■ TASK INSTRUCTIONS ■
The data below should be duplicated in full, unchanged.

___ RECORDS PROVIDED ___

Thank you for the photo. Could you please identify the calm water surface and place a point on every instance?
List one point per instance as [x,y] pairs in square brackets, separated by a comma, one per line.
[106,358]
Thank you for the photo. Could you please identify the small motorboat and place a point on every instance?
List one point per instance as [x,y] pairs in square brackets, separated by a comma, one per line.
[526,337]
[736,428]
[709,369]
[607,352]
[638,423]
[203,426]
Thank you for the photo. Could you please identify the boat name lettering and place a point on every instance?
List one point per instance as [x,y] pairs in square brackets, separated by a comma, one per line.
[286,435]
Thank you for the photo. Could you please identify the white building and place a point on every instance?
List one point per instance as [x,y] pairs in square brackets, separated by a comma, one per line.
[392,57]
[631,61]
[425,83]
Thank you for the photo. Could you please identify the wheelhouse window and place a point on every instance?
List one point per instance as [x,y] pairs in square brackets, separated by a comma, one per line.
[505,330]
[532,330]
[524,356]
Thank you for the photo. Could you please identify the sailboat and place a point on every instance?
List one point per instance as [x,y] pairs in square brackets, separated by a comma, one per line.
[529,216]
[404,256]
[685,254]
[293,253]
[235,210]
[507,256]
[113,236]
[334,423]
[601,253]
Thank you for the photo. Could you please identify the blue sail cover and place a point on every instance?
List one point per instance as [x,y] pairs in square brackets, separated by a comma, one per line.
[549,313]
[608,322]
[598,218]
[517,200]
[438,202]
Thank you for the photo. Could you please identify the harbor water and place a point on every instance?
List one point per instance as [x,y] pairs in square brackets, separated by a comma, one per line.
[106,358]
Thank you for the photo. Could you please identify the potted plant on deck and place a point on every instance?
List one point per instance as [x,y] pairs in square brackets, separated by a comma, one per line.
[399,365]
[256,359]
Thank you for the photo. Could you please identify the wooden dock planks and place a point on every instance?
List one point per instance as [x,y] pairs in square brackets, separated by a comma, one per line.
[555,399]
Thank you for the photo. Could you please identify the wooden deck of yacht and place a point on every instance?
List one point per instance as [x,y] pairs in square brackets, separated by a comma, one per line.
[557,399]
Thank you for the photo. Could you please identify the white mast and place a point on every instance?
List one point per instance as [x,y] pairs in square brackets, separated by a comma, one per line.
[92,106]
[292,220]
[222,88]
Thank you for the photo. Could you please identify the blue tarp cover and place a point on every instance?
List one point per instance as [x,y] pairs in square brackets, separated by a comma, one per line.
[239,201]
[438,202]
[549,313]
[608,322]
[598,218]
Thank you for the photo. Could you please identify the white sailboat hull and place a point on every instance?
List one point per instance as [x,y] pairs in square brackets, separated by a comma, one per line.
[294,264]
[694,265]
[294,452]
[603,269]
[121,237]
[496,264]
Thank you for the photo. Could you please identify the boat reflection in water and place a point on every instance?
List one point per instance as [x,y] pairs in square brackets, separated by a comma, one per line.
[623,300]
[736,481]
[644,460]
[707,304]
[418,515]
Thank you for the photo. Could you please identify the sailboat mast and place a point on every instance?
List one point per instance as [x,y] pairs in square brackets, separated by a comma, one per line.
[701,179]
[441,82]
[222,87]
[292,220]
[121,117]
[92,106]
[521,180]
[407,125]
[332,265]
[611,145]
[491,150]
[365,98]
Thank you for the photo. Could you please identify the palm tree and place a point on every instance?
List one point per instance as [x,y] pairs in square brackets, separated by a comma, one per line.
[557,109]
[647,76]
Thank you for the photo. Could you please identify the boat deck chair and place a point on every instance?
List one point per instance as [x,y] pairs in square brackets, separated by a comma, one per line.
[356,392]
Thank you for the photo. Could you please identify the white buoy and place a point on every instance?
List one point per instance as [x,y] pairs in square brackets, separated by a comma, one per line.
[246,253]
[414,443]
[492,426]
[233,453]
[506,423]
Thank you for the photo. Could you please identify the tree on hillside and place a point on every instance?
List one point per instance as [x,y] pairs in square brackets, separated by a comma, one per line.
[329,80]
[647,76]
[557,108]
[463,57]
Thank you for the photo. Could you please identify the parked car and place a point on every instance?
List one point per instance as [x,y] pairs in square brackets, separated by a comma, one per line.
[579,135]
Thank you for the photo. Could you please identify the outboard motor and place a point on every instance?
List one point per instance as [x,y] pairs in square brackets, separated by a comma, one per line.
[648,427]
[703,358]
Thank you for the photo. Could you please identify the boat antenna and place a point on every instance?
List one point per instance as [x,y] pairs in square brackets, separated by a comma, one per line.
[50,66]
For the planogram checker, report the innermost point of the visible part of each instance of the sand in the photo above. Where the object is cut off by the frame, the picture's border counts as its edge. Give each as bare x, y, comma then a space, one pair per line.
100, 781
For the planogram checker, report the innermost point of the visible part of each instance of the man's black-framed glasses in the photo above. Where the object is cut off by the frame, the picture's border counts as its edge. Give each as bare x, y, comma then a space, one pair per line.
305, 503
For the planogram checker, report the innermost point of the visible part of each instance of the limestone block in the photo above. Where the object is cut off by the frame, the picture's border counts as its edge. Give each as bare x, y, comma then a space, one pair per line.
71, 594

___

■ SOLUTION FOR THIS PROBLEM ■
Thank you for the photo. Could you please identify the calm water surface and place a point on every instance?
List one point per instance as [x,y] pairs in square brackets, separated by a comma, one per line.
[106,358]
Thank you for the photo. Could you please identify the small motorboat and place a point on every instance?
List one point per instance as [x,y] pairs in square brackets, separated by a comma, one per line.
[526,337]
[736,428]
[709,369]
[607,352]
[638,423]
[203,426]
Thank you for the photo. Could you please identify the boat name lettering and place a point on every instance?
List one point per instance as [x,y] pairs in square brackets, separated by a comma, one per line.
[286,435]
Thank you for the photo. Could you please identify the white building and place a point on every instance?
List one point per instance as [x,y] pairs in square brackets, separated by a comma, one per line.
[392,57]
[631,61]
[425,83]
Thank you for the photo. Could you please identify the wheelhouse window and place a point on every instance?
List one point per instance as [x,y] pairs in square brackets, separated by a comma, one per line.
[505,330]
[532,330]
[524,356]
Thank you for the photo. Could you please identify the sailboat and place a point on every instance?
List one point per instance as [x,y] pairs in square brackets, separated by a comma, one per line.
[529,216]
[404,256]
[685,254]
[293,253]
[235,210]
[507,256]
[113,236]
[334,423]
[601,253]
Thank you for the photo. Could you please identify the blue sail cover and place a point on every instance?
List one point per instance as [x,y] pairs in square brackets, separated by a comma, one per line.
[549,313]
[608,322]
[598,218]
[517,200]
[438,202]
Thank you for the photo. Could you please identify the harbor water and place a point on every instance?
List one point per instance as [x,y] pairs in square brackets, separated by a comma, one per line.
[106,358]
Thank you for the photo. Could you please identify the potted plant on deck and place a point on every instance?
List one point per instance as [x,y] pairs in square brackets, separated by a comma, one per line.
[399,365]
[256,359]
Thank you for the photo. Could you please identify the wooden dock planks and place a point on every instance?
List one point per instance as [x,y] pairs in square brackets, separated by a comma, one per line.
[555,399]
Thank you for the photo. Could you please identify the wooden deck of yacht and place a point on every instance?
List one point per instance as [x,y] pairs in square brackets, separated by a comma, one per line.
[557,399]
Thank you for the photo. Could you please identify the white mast and place a point on every instance?
List one point per instance as [x,y] pairs in square brackets, separated by a comma, one per line.
[92,106]
[292,220]
[222,88]
Thank you for the photo. Could you please identify the blue tarp cover and place a point on every instance?
List one point per instance as [x,y] pairs in square brackets, separated by a comma, one per line.
[239,201]
[438,202]
[549,313]
[608,322]
[598,218]
Thank you for the photo. Could you please identify the white sailboat hull and place a point on every instance?
List one point per instance as [x,y] pairs in square brackets, separated by a comma, one per line.
[294,264]
[694,265]
[294,452]
[603,269]
[121,237]
[496,264]
Thank you for the photo. Could you please identify the boat reflection in water and place a point on every instance?
List one point per instance as [x,y] pairs in square brackets, separated by a comma, one per line.
[623,300]
[736,481]
[644,460]
[707,304]
[418,515]
Thank you for the photo. Could you please identify the sailboat mast and place a point on every instance?
List one point per instance as [x,y] pairs in square brackets, separated by a comma, one per line.
[701,179]
[441,82]
[222,87]
[292,220]
[121,117]
[92,106]
[521,180]
[407,125]
[332,265]
[611,145]
[491,150]
[365,98]
Thank you for the photo. Could you please identify the palm tree and place a point on every instance?
List one point per instance as [x,y] pairs in square brackets, separated by a comma, one per line.
[557,109]
[647,76]
Thank you for the photo. Could you please identify the boat deck chair and place a point on every instance?
List one point per instance as [x,y] pairs in square brackets, separated by a comma, one per line.
[356,392]
Thank you for the photo. Could you please identify the white buoy and place a point on every instance?
List one point per instance as [x,y] pairs in square brackets, separated by a comma, one per line.
[246,253]
[414,443]
[492,426]
[233,453]
[506,423]
Thank you for the photo. Could you please identify the tree on hillside and place a point on every instance?
List one point per instance as [x,y] pairs in square brackets, separated by a comma, one per line.
[329,80]
[647,76]
[557,108]
[463,57]
Thank you for the photo. Could you please identify the parked car and place a point on every instance?
List one point per instance as [x,y] pairs in square brackets, separated by a comma, one per line.
[579,135]
Thank you for the photo. Could you please identify the outboard motor and place a point on every instance?
List one point per instance as [x,y] pairs in square brackets, separated by a comma, one per line.
[648,427]
[703,358]
Thank you for the photo. Could you please identify the boat antenna and place a point on every instance?
List one point per instance as [x,y] pairs in square brackets, separated by a comma, one per line.
[50,66]
For the planogram checker, report the innermost point of the visible part of each instance of the sand in the photo above. Where the object is cut off by the frame, the picture's border counts as its edge. Give each as bare x, y, comma then a space, one pair per line.
100, 781
For the planogram checker, report the innermost point of the visible part of each instance of the man's black-framed glasses in the photo above. Where the object is cut off by the frame, the picture's border counts as its edge. Give each as bare x, y, comma then a space, one pair per line.
305, 503
For the planogram checker, report the innermost point of the visible part of each instance of the limestone block in the photo above. Where the object is cut off by the frame, the picture's border counts as its edge. Give each as bare x, y, comma then a space, one pair per line.
71, 594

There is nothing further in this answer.